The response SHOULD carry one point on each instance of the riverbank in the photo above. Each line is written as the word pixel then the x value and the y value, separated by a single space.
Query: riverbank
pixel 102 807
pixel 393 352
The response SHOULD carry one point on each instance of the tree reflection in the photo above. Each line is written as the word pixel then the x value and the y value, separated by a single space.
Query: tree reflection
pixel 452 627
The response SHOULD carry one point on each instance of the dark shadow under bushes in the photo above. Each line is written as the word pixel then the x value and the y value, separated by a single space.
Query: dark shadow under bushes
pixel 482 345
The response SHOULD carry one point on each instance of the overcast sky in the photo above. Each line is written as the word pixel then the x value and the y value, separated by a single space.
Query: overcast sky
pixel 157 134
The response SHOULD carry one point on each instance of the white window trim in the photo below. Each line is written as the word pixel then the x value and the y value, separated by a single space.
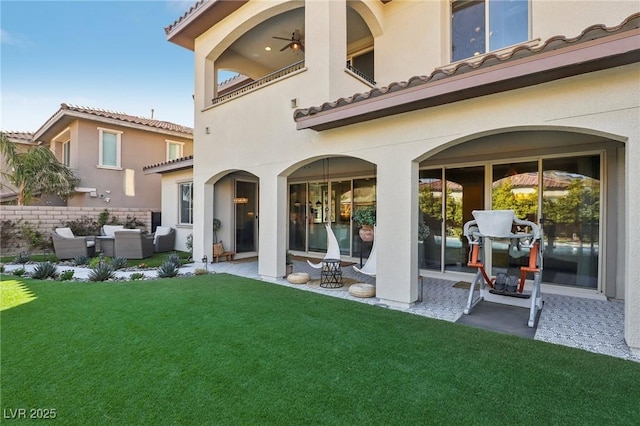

____________________

All of the material above must be given again verbatim, except for the pictures.

### Response to this exercise
The response SHOULD carry one point on each instance of the riverbank in the photo above. Each line is written as the word pixel then the x value and the y value, separated by a single space.
Query: riverbank
pixel 102 807
pixel 393 352
The response SHOULD carry one point on each instance of the tree reflection in the photo above. Each line is written as the word pixel then the x value and the y value, separated by a single space.
Query: tree reflection
pixel 452 627
The response SHOULD carry one point on each instance of the dark shadow under bushes in the photo above. Each line is written as the word pixel then the x value and the y value, separated by a single space.
Query: dark shadow under bushes
pixel 482 345
The response SHOULD carry one point on each instance of the overcast sky in the photo above. Each line is written as the word pixel then the x value and the y value, separated by a single space.
Query: overcast sky
pixel 157 134
The response SHOULD carry one point on each instance of the white window trim in the photo below. Each line is written as the word pixel then the x value and the y value, separated by a single space.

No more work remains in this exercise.